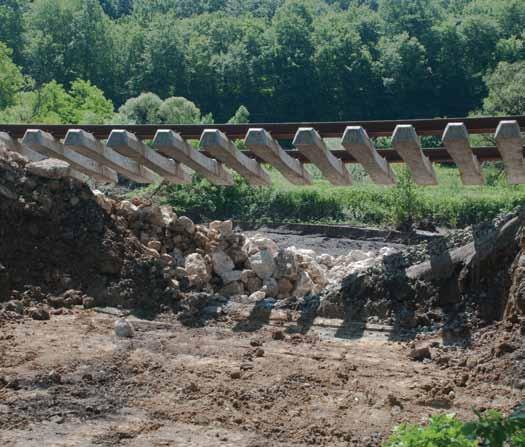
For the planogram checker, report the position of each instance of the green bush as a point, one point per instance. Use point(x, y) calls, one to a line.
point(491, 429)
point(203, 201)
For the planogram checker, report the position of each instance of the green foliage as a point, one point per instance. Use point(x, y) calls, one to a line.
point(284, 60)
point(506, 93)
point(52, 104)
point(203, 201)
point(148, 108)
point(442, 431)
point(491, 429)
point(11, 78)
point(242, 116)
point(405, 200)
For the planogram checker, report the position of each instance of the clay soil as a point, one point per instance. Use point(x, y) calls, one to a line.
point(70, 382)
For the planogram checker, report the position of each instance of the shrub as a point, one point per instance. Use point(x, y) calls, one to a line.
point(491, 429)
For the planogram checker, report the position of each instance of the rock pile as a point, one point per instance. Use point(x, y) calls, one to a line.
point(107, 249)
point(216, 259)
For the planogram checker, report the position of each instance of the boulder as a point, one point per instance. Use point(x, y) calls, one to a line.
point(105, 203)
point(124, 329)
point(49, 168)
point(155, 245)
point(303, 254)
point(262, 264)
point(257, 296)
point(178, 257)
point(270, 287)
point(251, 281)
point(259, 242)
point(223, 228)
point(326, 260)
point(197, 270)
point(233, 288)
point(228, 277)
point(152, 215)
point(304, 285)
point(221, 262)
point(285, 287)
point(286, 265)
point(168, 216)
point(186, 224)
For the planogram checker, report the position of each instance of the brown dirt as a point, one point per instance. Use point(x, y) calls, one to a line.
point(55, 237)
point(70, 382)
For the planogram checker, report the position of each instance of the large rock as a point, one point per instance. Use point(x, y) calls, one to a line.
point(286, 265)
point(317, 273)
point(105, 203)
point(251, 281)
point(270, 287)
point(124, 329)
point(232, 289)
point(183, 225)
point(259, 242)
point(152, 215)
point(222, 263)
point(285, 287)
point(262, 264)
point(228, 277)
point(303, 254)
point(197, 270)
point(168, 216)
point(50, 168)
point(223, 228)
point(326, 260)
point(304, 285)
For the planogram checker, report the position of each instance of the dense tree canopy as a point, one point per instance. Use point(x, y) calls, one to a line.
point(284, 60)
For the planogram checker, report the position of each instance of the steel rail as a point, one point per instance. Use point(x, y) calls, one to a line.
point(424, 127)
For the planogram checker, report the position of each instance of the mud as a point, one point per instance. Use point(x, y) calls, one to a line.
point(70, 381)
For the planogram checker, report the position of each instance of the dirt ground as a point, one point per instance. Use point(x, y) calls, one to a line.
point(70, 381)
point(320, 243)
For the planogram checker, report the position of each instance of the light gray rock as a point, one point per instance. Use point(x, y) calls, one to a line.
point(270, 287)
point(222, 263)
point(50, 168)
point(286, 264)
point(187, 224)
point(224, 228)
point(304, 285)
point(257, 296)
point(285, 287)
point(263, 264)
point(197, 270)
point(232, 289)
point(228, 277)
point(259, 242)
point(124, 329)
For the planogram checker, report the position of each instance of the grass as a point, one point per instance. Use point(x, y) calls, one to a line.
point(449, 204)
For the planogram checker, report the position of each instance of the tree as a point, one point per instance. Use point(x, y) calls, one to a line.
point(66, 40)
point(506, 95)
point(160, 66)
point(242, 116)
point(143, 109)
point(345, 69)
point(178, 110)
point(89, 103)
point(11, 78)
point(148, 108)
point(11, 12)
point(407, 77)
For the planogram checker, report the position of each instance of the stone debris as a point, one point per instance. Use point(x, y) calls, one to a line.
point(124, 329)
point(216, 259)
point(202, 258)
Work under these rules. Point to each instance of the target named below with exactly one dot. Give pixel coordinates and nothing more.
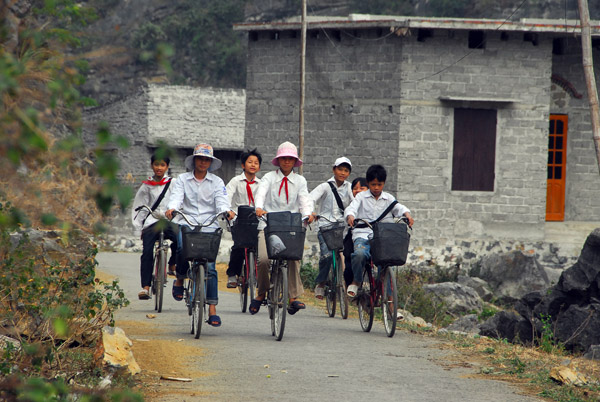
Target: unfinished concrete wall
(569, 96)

**EXERCISE AIM:** Give back the full data exactly as it reads, but drop the pictures.

**EXERCISE RESPONSE:**
For the planogram checker, report the position of each instance of the green bush as a point, one point per instance. Use point(x, y) calls, one to a line.
point(491, 429)
point(203, 201)
For the planogram checker, report the position of each instance of the green foliage as a point, one point per instance. Use point(x, y) calls, one to a line.
point(284, 60)
point(506, 93)
point(52, 104)
point(203, 201)
point(148, 108)
point(442, 431)
point(491, 429)
point(11, 78)
point(242, 116)
point(405, 200)
For the planogram checker, report the position of each instance of the clay soil as a point, one point per instance. Use point(x, y) calls, one to a line.
point(70, 382)
For the planogram checker, report the position of each instance of the shrub as a point, one point per instance. Use point(x, y) calls, one to a line.
point(491, 429)
For the planogram checker, report the position of each instance of the rock pile as a point, one point per instance. Use point(x, y) calls, one to a line.
point(107, 249)
point(216, 259)
For the planogram checker, report the position of each instance of the boulder as a point, one point per instance. Use point(x, y) calls, one to a line.
point(105, 203)
point(124, 329)
point(49, 168)
point(155, 245)
point(303, 254)
point(262, 264)
point(257, 296)
point(178, 257)
point(270, 287)
point(251, 281)
point(259, 242)
point(223, 228)
point(326, 260)
point(197, 270)
point(233, 288)
point(228, 277)
point(152, 215)
point(304, 285)
point(221, 262)
point(285, 287)
point(286, 265)
point(168, 216)
point(186, 224)
For the planogram checker, report the position of each instance of the brown dirt as a point, one point per instance. Use point(x, y) calls, one to a line.
point(55, 237)
point(70, 382)
For the planogram checker, report the position of each instance of the large rock as a point, one point per instance. Use point(x, y) calls, one to a line.
point(286, 265)
point(317, 273)
point(105, 203)
point(251, 281)
point(270, 287)
point(124, 329)
point(232, 289)
point(183, 225)
point(259, 242)
point(152, 215)
point(222, 263)
point(285, 287)
point(262, 264)
point(228, 277)
point(303, 254)
point(197, 270)
point(168, 216)
point(50, 168)
point(223, 228)
point(326, 260)
point(304, 285)
For the planogram checker, report the position of each instance of the dense tree canopy as a point, one point per instance. Use point(x, y) calls, one to a line.
point(284, 60)
For the planogram checker, report the position of each instance of the steel rail as a point, one point per instance. Use point(x, y) calls, one to a line.
point(424, 127)
For the planogram checker, report the position of each instance of the mud as a point, one point per instance. Use point(x, y) calls, one to a line.
point(70, 381)
For the planogram checker, report the position of each instance of the dirt ground as a point, one point per instance. Use point(x, y) calls, one to a line.
point(70, 381)
point(320, 243)
For the planogram checker, report the position of each instance of the light gray rock as a point, one point per instance. Use point(x, y) calls, one to a line.
point(270, 287)
point(222, 263)
point(50, 168)
point(286, 264)
point(187, 224)
point(224, 228)
point(304, 285)
point(257, 296)
point(285, 287)
point(263, 264)
point(197, 270)
point(232, 289)
point(228, 277)
point(259, 242)
point(124, 329)
For the planogram checker, report the position of each instance of the grass as a point, one point per instance. Use point(x, y) calls, one to a line.
point(449, 204)
For the planogram checker, report the position of each instance of the tree as a point, one point per instance. Use point(x, y) calls, one to a line.
point(66, 40)
point(506, 95)
point(160, 66)
point(242, 116)
point(143, 109)
point(345, 69)
point(178, 110)
point(89, 103)
point(11, 78)
point(148, 108)
point(11, 12)
point(407, 77)
For the planogram checker, report the position of each instance of the stone debris as a point, one point per instance. Use point(x, y) calls, one to a line.
point(124, 329)
point(216, 259)
point(202, 258)
Work under these rules. Point to each instance of the target named below with exactly one dot. Give pixel coordinates and nothing more.
Target: unfinished concrete wall
(569, 96)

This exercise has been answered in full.